# Problem to solve
Can you rewrite every line of the data below as a JSON list of strings, one string per line, with blank lines and the pictures left out?

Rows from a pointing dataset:
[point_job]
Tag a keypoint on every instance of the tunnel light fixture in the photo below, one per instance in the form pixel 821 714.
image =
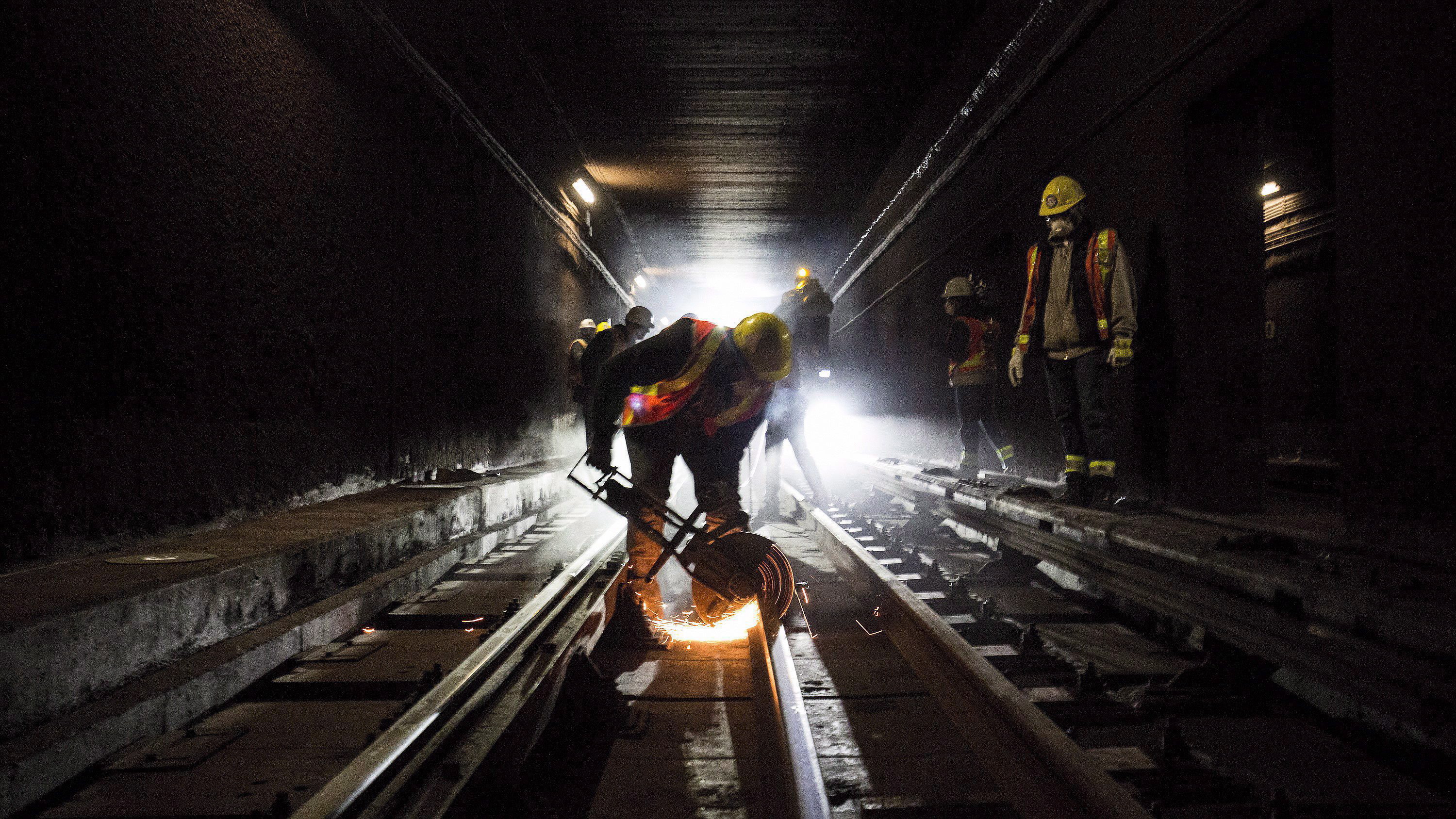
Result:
pixel 584 191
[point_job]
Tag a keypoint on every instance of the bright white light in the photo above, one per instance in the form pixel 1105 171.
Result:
pixel 830 429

# The completed task
[
  "[point_job]",
  "Tag a keypoint on every instance of the tunnel light fixture in the photo below, one per instance in the form pixel 821 714.",
  "image =",
  "Result:",
  "pixel 584 191",
  "[point_job]",
  "Tag a keypoint on every instance of the bright white light in the photo above, one per instance in the form pixel 1105 171.",
  "Result:",
  "pixel 830 429"
]